**WHAT THE TASK ASKS:**
Within the lines below, find those that hold the string "cluster" and copy each one.

____ RECORD EXCERPTS

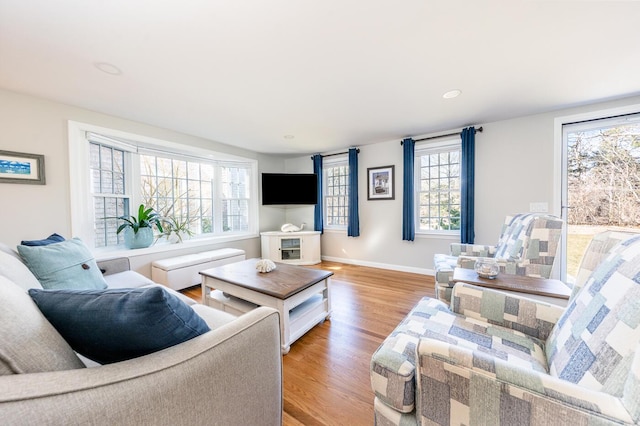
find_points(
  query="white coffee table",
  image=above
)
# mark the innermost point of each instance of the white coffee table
(301, 295)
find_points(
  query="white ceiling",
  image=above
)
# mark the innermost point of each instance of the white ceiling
(331, 73)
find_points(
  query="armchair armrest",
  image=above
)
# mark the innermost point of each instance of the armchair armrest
(493, 391)
(230, 375)
(532, 317)
(511, 266)
(461, 249)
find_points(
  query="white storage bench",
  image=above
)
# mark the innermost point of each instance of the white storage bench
(183, 271)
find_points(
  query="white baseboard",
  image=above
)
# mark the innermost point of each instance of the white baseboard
(401, 268)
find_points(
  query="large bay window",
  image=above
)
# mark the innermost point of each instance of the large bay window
(207, 194)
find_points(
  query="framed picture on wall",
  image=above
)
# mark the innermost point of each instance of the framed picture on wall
(18, 167)
(380, 183)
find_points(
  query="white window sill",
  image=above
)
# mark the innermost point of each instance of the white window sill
(162, 246)
(438, 235)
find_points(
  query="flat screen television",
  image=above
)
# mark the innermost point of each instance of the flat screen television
(289, 188)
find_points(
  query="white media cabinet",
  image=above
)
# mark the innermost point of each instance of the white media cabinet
(295, 248)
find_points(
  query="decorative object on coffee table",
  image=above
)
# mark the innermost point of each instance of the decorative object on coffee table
(487, 268)
(265, 265)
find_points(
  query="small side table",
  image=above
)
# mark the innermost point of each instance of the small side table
(547, 290)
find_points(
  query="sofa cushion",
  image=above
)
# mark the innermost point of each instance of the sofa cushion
(133, 279)
(68, 264)
(12, 268)
(117, 324)
(393, 364)
(51, 239)
(29, 343)
(594, 341)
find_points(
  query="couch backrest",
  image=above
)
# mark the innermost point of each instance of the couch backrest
(30, 344)
(595, 341)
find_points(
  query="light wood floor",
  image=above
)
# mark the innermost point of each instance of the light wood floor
(326, 373)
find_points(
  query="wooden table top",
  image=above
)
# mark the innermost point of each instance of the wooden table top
(519, 283)
(283, 282)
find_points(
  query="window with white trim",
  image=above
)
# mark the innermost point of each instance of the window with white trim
(336, 192)
(209, 194)
(437, 174)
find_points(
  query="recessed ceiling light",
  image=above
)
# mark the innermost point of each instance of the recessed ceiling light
(108, 68)
(452, 94)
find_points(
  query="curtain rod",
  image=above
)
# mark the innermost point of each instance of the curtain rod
(337, 153)
(479, 129)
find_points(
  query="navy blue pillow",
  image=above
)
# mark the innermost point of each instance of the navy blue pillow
(53, 238)
(118, 324)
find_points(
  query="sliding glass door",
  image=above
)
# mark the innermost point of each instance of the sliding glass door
(601, 182)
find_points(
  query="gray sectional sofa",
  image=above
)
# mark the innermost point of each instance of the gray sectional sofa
(231, 374)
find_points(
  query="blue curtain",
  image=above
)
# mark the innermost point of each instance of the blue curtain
(317, 213)
(467, 233)
(353, 228)
(408, 196)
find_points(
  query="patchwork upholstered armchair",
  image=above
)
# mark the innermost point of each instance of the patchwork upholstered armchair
(490, 358)
(527, 246)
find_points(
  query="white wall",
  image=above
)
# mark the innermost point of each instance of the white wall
(38, 126)
(514, 167)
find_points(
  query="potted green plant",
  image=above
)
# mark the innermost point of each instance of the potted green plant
(139, 230)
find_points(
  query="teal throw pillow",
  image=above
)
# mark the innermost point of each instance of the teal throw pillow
(118, 324)
(51, 239)
(67, 264)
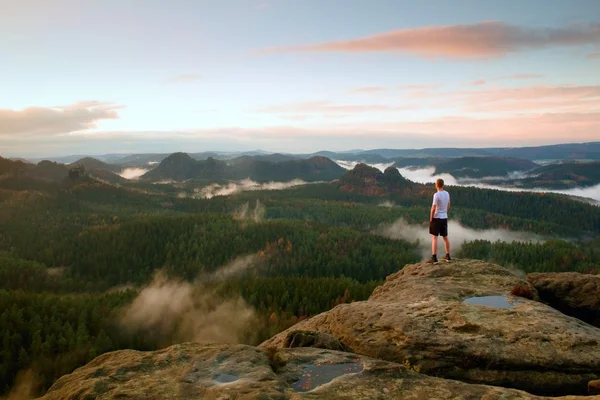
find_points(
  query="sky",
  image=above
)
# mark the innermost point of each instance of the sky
(136, 76)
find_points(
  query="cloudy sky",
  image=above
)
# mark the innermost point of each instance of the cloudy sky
(102, 76)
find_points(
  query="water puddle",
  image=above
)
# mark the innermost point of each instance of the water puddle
(315, 375)
(226, 378)
(492, 301)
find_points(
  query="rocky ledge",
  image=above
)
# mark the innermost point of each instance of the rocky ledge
(572, 293)
(449, 331)
(460, 321)
(227, 372)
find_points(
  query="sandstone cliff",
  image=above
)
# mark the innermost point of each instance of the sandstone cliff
(450, 331)
(420, 315)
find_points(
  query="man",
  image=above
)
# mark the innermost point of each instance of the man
(438, 221)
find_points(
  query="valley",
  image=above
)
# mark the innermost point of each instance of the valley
(291, 253)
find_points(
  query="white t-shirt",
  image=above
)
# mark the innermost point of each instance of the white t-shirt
(441, 199)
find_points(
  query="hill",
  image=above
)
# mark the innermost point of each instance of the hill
(277, 157)
(480, 167)
(370, 181)
(566, 175)
(180, 166)
(418, 162)
(90, 164)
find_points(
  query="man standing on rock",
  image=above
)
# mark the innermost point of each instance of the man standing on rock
(438, 221)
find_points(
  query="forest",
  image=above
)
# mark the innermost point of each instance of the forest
(75, 253)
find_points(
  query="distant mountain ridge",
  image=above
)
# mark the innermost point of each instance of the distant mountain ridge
(480, 167)
(181, 166)
(368, 180)
(566, 151)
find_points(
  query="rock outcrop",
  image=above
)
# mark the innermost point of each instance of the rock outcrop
(227, 372)
(572, 293)
(425, 315)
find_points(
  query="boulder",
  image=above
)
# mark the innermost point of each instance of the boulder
(572, 293)
(436, 317)
(226, 372)
(313, 339)
(594, 388)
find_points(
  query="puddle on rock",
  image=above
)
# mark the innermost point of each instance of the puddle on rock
(492, 301)
(315, 375)
(226, 378)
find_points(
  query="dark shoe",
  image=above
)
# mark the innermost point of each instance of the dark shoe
(433, 260)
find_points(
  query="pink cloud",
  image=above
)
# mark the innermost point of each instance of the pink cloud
(524, 76)
(541, 128)
(34, 121)
(481, 40)
(478, 82)
(525, 99)
(327, 107)
(183, 78)
(369, 89)
(419, 87)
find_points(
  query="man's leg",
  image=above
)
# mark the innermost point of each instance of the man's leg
(446, 244)
(433, 244)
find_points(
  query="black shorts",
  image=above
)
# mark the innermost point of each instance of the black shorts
(439, 227)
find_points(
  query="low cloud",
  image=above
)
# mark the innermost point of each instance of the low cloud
(245, 213)
(48, 121)
(481, 40)
(427, 175)
(174, 311)
(457, 234)
(231, 188)
(369, 89)
(419, 87)
(523, 76)
(351, 164)
(478, 82)
(183, 78)
(326, 107)
(133, 173)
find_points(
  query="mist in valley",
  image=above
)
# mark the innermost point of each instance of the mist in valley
(457, 233)
(171, 310)
(427, 176)
(133, 173)
(230, 188)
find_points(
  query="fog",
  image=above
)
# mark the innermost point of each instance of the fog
(245, 213)
(244, 185)
(351, 164)
(457, 234)
(133, 173)
(427, 175)
(26, 384)
(176, 311)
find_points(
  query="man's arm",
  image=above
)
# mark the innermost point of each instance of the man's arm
(433, 207)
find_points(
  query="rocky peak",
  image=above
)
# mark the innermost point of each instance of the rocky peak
(460, 321)
(447, 331)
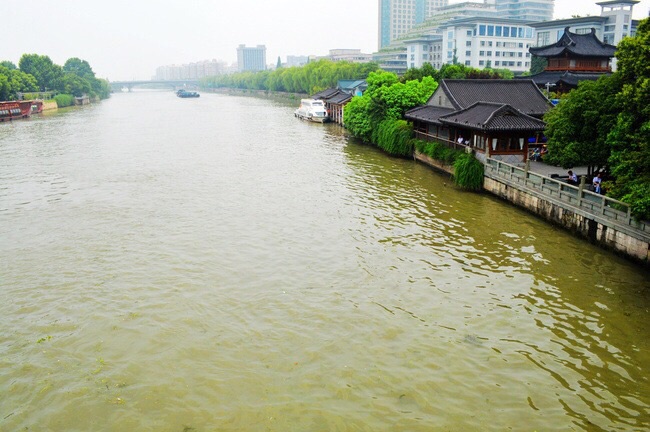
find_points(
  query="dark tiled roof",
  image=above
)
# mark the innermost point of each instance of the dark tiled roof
(427, 113)
(524, 95)
(570, 78)
(339, 98)
(325, 94)
(493, 116)
(583, 45)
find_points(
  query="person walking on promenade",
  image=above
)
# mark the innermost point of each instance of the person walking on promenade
(597, 182)
(573, 179)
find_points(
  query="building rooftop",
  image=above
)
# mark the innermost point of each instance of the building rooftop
(582, 45)
(492, 116)
(524, 95)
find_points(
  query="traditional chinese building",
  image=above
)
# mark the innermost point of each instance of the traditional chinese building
(573, 58)
(500, 119)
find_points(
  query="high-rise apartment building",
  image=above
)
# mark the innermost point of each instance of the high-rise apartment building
(251, 59)
(396, 17)
(529, 10)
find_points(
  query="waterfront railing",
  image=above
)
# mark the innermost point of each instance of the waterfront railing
(578, 199)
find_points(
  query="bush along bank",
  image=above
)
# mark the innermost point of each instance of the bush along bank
(377, 118)
(64, 100)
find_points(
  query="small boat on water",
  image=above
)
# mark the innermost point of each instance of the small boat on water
(184, 93)
(14, 110)
(313, 110)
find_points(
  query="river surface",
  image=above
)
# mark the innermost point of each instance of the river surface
(216, 264)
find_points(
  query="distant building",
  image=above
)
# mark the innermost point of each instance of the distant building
(191, 71)
(351, 55)
(297, 61)
(614, 23)
(396, 17)
(251, 59)
(572, 59)
(494, 33)
(529, 10)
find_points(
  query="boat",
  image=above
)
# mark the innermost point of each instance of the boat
(313, 110)
(184, 93)
(13, 110)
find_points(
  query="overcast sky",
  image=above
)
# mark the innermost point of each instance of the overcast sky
(129, 39)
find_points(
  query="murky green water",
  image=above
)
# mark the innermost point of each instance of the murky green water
(215, 264)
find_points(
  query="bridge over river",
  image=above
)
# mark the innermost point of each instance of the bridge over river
(174, 84)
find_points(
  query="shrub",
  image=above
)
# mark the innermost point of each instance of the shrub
(64, 100)
(438, 151)
(468, 172)
(395, 137)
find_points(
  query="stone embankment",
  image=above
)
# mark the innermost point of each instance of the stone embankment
(594, 217)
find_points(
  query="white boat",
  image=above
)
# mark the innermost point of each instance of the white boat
(312, 109)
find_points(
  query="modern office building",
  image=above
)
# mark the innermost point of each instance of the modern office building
(529, 10)
(614, 23)
(251, 59)
(396, 17)
(191, 71)
(499, 43)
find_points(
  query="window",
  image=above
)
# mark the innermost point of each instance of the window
(543, 38)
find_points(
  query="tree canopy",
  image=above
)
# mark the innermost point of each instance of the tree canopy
(385, 99)
(38, 73)
(630, 137)
(607, 124)
(578, 126)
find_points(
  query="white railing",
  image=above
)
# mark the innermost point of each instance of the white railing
(604, 209)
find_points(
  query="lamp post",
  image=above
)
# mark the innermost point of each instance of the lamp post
(548, 89)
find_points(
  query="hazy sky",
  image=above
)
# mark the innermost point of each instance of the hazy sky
(129, 39)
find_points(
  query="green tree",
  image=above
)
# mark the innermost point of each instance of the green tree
(537, 65)
(577, 127)
(13, 81)
(630, 136)
(49, 76)
(9, 65)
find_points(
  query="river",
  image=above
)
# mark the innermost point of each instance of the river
(216, 264)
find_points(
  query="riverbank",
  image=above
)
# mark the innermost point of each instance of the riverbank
(588, 216)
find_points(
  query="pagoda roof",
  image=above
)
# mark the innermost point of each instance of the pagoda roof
(580, 45)
(339, 98)
(524, 95)
(428, 113)
(327, 93)
(494, 117)
(570, 78)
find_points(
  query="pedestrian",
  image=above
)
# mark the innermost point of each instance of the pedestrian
(573, 179)
(597, 182)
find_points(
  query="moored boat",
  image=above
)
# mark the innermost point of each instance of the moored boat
(313, 110)
(184, 93)
(13, 110)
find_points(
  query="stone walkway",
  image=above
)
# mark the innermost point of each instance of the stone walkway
(548, 170)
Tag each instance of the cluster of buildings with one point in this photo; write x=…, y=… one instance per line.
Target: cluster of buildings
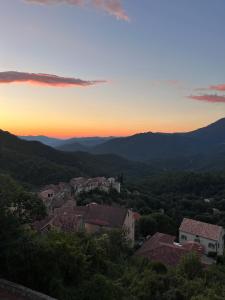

________

**ANSWER BELOW:**
Tag each instance of the cluster of buildings with one point in this photo; write x=…, y=… one instance per line.
Target: cluster of buildings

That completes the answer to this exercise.